Text block:
- - - - - - -

Tigard council approves Southwest Corridor light rail preferred alternative route
Despite some reservations, the Tigard City Council has signed off on two measures of support for the preferred alternative alignment of the Southwest Corridor light rail as it makes its way through Tigard.
In a 4-1 vote Tuesday night, the council approved both a resolution of support for the alignment and a memorandum of understanding between several government agencies regarding the light rail route and affordable housing in its path.
Councilor Marc Woodard was the lone "no" vote on both measures.
"It's not a perfect alignment …" Kenny Asher, the city's director of community development, told councilors before their vote. "That's because there is no perfect alignment."
Still, the majority of those testifying during a public hearing supported the plan that will result in five TriMet light rail stations within Tigard city limits.
Michelle Cheney, a branch manager with the Portland Clinic, and also on the board of directors for the Tigard Chamber of Commerce, said she supported the alignment, noting that a steering committee listened to their recommendations of not displacing their Tigard clinic along the route, a possibility earlier on.
The preferred alignment also had the support of local politicos, including Washington County Commissioner Roy Rogers, Metro Councilor (and former Tigard mayor) Craig Dirksen and Oregon House District 35 Rep. Margaret Doherty, who all spoke in favor of the alignment that would have trains enter the city along Barbur Boulevard before crossing Highway 217.
The end of the line would be at Bridgeport Village in Tualatin.
A proposed Park and Ride there would mean relocation of a Village Inn restaurant, although TriMet officials have said they are working through extensive public outcry that a different location be found.
Rogers said the council was making a major decision about the future of transportation — some of which won't be realized until years to come — as well as creating a huge economic opportunity.
But there were detractors and concerns voiced as well.
James Caster, a nine-year Tigard resident, said the light rail line would not solve traffic congestion, and he expressed concerns about the number of homes and businesses that would be demolished along the way. He told the councilors that, if they approved the alignment, it would prove they were beholden to special interests and the "Metro dictatorship."
Likewise, Mike Strand, founder and CEO of Apex Industries, a precision machining and fabrication company at 12670 Hall Boulevard, said he heard several weeks ago that his business "is going to have to go away" to make way for what will likely house a light rail station, park and ride and the Tigard Transit Center, which have all been studied for that area, along with a TriMet operations and maintenance facility.

- - - - - - -

Records supplied:

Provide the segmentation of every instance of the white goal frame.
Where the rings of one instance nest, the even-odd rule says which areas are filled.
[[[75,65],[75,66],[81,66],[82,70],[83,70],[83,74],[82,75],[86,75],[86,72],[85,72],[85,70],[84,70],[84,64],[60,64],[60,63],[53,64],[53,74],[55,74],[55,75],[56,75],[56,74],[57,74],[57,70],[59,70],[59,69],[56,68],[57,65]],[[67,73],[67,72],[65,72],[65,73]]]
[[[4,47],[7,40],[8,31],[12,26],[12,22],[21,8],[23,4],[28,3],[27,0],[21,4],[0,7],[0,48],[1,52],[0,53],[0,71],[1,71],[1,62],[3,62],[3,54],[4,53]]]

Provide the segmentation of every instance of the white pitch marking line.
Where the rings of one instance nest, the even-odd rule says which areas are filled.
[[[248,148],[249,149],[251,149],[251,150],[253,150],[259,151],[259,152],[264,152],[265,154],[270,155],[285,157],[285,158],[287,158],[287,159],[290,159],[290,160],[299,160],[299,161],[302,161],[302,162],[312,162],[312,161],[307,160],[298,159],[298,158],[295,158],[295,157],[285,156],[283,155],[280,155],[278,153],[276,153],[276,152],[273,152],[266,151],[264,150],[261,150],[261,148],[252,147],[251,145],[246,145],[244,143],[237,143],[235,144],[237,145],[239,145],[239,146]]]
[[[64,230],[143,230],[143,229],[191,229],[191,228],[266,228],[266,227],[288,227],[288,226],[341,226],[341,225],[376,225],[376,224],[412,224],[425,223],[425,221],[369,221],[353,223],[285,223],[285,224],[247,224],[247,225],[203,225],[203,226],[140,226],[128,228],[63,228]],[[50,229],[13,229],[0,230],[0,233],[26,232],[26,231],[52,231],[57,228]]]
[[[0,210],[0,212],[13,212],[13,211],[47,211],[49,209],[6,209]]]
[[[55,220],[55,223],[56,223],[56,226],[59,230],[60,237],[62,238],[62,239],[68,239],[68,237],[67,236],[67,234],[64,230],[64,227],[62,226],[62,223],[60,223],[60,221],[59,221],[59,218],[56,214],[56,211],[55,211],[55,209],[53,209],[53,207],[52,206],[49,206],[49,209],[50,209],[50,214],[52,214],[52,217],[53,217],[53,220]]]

- - - - - - -

Questions on the material:
1) Answer from the light rail article:
(a) What was the council's vote on the two measures?
(b) Where would the end of the line be?
(c) What kind of company is Apex Industries?
2) Carry the light rail article forward from its last sentence.
The entries are separate material and have nothing to do with the light rail article.

Answers in order:
1)
(a) 4-1
(b) At Bridgeport Village in Tualatin
(c) A precision machining and fabrication company

2)
It was the operations and maintenance facility, Woodard said, that irritated him the most, saying the first time he heard about it was only April or May of this year.
"It was a shock to me when I heard about it," he said. He also called the route a "risky business deal."
Council President Jason Snider said he wasn't aware of the facility until recently as well, although city staff has said it's been discussed for some time.
Meanwhile, several councilors also have expressed concerns about their hope that the Hall Street station, now planned for the east side of Hall Boulevard, should have been on the west side of Hall and closer to the downtown core of Tigard.
Snider asked TriMet officials what it would take to move the route west of Hall and the impact on travel time.
They responded it would be an extra $80 million to $100 million and add an estimated six minutes to travel time.
Councilor Tom Anderson, who was on a committee that helped draft the memorandum of understanding, was that he felt TriMet and the city came up with a very good compromise and believes the Hall station will be very close to downtown Tigard.
While Mayor John Cook said he didn't love the preferred route, the issue at hand was whether to approve the preferred option and not a vote on whether the council wanted light rail or not.
"It's not the best alignment; it's the best one we could come up with," said Cook, who was also on the Southwest Corridor Steering Committee.
He reiterated what he's said before, "This doesn't solve the congestion. It just solves the future congestion."
Already approved by the Portland City Council and the Washington County Commission, the final step in the process comes Thursday when Metro takes a vote on the preferred alternative alignment.